Consigna 1:
Indique si cada una de las afirmaciones (a), (b) y (c) concuerda con la noticia sobre las negociaciones comerciales entre Canadá y Estados Unidos, y responda sí o no citando literalmente las palabras decisivas. (a) Los aranceles anunciados para productos canadienses son del 50 % y se aplicarían desde el 19 de agosto. (b) Carney anunció medidas de represalia inmediatas tras su reunión en Charlottetown. (c) Carney se reunió en Charlottetown con los primeros ministros provinciales y territoriales.
Consigna 2:
Reproduzca literalmente, de la noticia sobre las negociaciones comerciales entre Canadá y Estados Unidos, el tramo que va desde «Ottawa confía en» hasta «entre ambos países.».

Vancouver, 24 julio 2026.- El primer ministro de Canadá, Mark Carney, afirmó que su Gobierno intensifica las negociaciones con Estados Unidos para alcanzar un nuevo acuerdo comercial integral, aunque advirtió que Ottawa responderá si la administración del presidente Donald Trump aplica los aranceles del 50 % anunciados para productos canadienses a partir del próximo 19 de agosto.
Tras reunirse con los primeros ministros provinciales y territoriales en Charlottetown, Isla del Príncipe Eduardo, Carney aseguró que el Gobierno mantiene abiertas todas las opciones frente a la amenaza comercial de Washington.
“Todo está sobre la mesa”, señaló el mandatario canadiense, aunque aclaró que no considera conveniente anunciar medidas de represalia antes de que entren en vigor los nuevos gravámenes.
Ottawa confía en alcanzar un acuerdo
Carney sugirió que la decisión de la Casa Blanca podría formar parte de una estrategia de negociación, al recordar que Estados Unidos ha utilizado plazos y amenazas arancelarias similares en otras conversaciones comerciales.
El primer ministro manifestó que existe disposición entre funcionarios estadounidenses para negociar un nuevo acuerdo que permita evitar una escalada en la guerra comercial entre ambos países.

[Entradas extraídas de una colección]
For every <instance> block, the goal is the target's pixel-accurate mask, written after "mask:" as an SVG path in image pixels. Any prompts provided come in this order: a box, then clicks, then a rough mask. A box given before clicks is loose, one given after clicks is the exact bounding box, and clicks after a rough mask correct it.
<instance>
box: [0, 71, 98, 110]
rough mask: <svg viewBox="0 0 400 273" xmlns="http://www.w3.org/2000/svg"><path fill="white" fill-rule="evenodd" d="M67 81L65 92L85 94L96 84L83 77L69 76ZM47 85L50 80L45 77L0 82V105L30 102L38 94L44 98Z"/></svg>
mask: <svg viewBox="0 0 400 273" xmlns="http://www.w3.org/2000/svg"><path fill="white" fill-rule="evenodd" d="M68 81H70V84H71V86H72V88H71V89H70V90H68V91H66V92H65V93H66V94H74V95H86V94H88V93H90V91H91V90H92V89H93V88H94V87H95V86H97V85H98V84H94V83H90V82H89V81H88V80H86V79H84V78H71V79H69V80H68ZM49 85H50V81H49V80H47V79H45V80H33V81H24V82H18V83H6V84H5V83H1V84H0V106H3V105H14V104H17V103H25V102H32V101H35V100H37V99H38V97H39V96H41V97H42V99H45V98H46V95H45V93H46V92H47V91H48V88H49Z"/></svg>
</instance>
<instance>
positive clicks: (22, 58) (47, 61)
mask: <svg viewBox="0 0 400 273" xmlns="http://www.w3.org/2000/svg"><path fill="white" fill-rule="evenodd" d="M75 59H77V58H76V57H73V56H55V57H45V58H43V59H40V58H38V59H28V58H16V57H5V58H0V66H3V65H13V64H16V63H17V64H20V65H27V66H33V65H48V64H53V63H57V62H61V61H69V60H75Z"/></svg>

Respuesta 1:
(a) Sí: «aplica los aranceles del 50 % anunciados para productos canadienses a partir del próximo 19 de agosto».
(b) No: «no considera conveniente anunciar medidas de represalia antes de que entren en vigor los nuevos gravámenes».
(c) Sí: «Tras reunirse con los primeros ministros provinciales y territoriales en Charlottetown, Isla del Príncipe Eduardo».

Respuesta 2:
Ottawa confía en alcanzar un acuerdo
Carney sugirió que la decisión de la Casa Blanca podría formar parte de una estrategia de negociación, al recordar que Estados Unidos ha utilizado plazos y amenazas arancelarias similares en otras conversaciones comerciales.
El primer ministro manifestó que existe disposición entre funcionarios estadounidenses para negociar un nuevo acuerdo que permita evitar una escalada en la guerra comercial entre ambos países.